◆ DATA PROVIDED

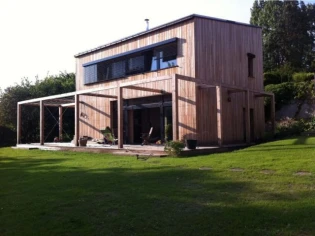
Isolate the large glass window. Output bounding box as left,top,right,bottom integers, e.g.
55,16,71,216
84,40,177,84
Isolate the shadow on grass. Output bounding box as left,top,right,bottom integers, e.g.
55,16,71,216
293,136,309,145
0,158,315,235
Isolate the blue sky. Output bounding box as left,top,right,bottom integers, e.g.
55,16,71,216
0,0,314,89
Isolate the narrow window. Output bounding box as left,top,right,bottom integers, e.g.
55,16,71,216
247,53,256,78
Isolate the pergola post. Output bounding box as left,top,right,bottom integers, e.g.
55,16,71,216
270,94,276,134
74,94,80,147
39,100,45,145
216,86,223,146
117,86,124,148
59,106,63,141
172,74,179,140
245,89,250,144
16,104,22,144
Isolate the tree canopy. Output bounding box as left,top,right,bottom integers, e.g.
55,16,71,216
250,0,315,72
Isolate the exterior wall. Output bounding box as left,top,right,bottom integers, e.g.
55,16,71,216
195,18,264,144
76,19,195,138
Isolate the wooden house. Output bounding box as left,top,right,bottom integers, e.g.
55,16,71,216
18,15,274,147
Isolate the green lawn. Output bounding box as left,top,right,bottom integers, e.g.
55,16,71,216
0,138,315,236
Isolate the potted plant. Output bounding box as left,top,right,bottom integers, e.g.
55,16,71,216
184,134,197,150
164,140,185,156
165,124,173,141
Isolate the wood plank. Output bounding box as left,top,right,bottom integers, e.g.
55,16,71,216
39,100,45,145
270,95,276,134
124,85,168,94
74,94,80,147
245,90,251,144
117,87,124,148
172,75,179,140
60,102,75,107
16,104,22,144
216,86,223,146
58,106,63,141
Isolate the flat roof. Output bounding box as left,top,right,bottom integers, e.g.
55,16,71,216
74,14,261,57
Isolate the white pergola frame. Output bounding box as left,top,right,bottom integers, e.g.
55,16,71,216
17,75,173,148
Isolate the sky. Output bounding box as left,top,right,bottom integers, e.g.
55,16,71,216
0,0,314,89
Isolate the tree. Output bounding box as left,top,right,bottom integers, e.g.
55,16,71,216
250,0,315,71
0,72,75,143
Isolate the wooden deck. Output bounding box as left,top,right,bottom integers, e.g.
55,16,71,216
12,142,246,157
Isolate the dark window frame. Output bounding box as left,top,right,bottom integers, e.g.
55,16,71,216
83,38,178,85
247,53,256,78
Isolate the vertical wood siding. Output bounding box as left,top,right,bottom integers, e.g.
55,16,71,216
195,18,265,144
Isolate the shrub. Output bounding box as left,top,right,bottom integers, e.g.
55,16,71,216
0,126,16,147
292,72,314,82
264,71,282,86
275,117,307,138
265,82,295,110
164,140,185,156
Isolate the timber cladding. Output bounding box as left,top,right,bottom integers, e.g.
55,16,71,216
76,17,265,145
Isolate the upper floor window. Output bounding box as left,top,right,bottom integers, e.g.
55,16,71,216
247,53,256,78
83,38,177,84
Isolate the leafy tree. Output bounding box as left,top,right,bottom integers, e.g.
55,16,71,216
0,72,75,144
250,0,315,71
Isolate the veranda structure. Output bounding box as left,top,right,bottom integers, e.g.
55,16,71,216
18,15,274,148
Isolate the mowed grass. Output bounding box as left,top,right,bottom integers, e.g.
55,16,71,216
0,138,315,236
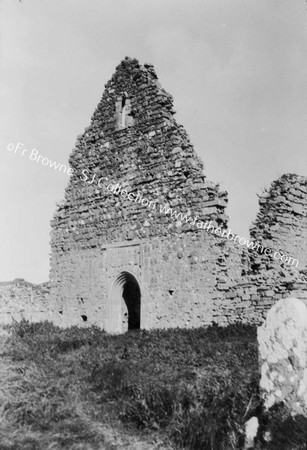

◆ TASK
Reproduce every entry above, swapping "Isolate" for "Locate" wherever it appears and keeping everything else unchanged. Leave the pictures out.

◆ OUTPUT
Locate the large glass window. Output bounding box as left,top,right,bottom integers, e.g.
55,16,71,216
84,40,177,84
Locate the shadow on grass. Output bounding box as left,top,right,bottom integers, e.g.
55,16,71,216
293,136,309,145
0,158,315,235
Locate the blue sky. Output bounding box as left,top,right,bottom integers, e.g.
55,16,71,216
0,0,314,89
Locate the narrow window. Output bounding box as left,top,right,bottom integers, e.g.
55,16,71,216
247,53,256,78
Locate the pergola post. Output bounding box as left,top,right,bottom integers, e.g.
55,16,71,216
270,94,276,134
74,94,80,147
39,100,45,145
216,86,223,146
117,86,124,148
59,106,63,141
172,74,179,140
245,89,250,144
16,104,22,144
Locate the tree canopy. Output bounding box as left,top,right,bottom integers, e.g.
55,16,71,216
250,0,315,72
Locate the exterior wall. Output bounding box as left,top,right,bottom integers, e.g.
55,16,71,216
195,18,264,144
76,19,195,138
Locate the wooden house. Output bounding box as left,top,right,bottom integers, e.g.
55,16,71,216
18,15,274,147
Locate the green lawn. Output bounding box as left,top,right,bottom integers, e.g.
55,16,71,216
0,138,315,236
Locate the potted plant. Output bounding box as left,top,right,bottom integers, e.g.
55,16,71,216
184,134,197,150
164,140,185,156
165,124,173,141
Locate the wood plank. Output bounding box as left,top,right,bottom integers, e.g.
55,16,71,216
39,100,45,145
270,95,276,134
124,85,168,94
74,94,80,147
245,90,251,144
117,87,124,148
172,75,179,140
60,102,75,107
16,104,22,144
216,86,223,146
58,106,63,141
Locate the flat roof. Output bounding box as left,top,right,bottom integers, e.g.
55,16,71,216
74,14,261,57
Locate the white pergola frame. Output bounding box as left,top,right,bottom integers, e.g.
55,16,71,216
17,75,173,148
Locate the sky. Output bounding box as left,top,right,bottom integers, e.g.
55,16,71,216
0,0,314,89
Locate the tree. Output bounding box as left,top,right,bottom integers, e.g.
55,16,71,216
250,0,315,71
0,72,75,143
Locate the wooden deck. Output bounding box as left,top,right,bottom integers, e.g.
55,16,71,216
12,142,246,157
Locate the dark window frame. Output bounding box as left,top,right,bottom integers, e.g.
55,16,71,216
83,38,178,85
247,53,256,78
Locate the vertical wood siding. Output bounding box as left,top,right,bottom integers, e.g.
55,16,71,216
195,18,265,144
Locate the shrub. Output bounding box as left,top,right,bottom integers, e.g.
55,16,71,216
0,126,16,147
292,72,314,82
264,71,282,86
275,117,307,138
265,82,295,110
164,140,185,156
Locate the timber cladding. Output bounding box as left,top,right,bottom integers, e.g.
55,16,71,216
76,17,265,145
Locate the upper floor window. Output bounding box as left,top,right,bottom integers, e.g.
55,16,71,216
247,53,256,78
83,38,177,84
Locate the leafy tree. Output bounding box as left,top,right,bottom integers, e.g.
55,16,71,216
0,72,75,144
250,0,315,71
Locate the veranda structure. Output bounding box as left,top,right,bottom integers, e.g.
55,16,71,216
18,15,274,148
Locate the mowed grass. Output bounding box as left,top,right,bottom integers, e.g.
55,16,71,216
0,138,315,236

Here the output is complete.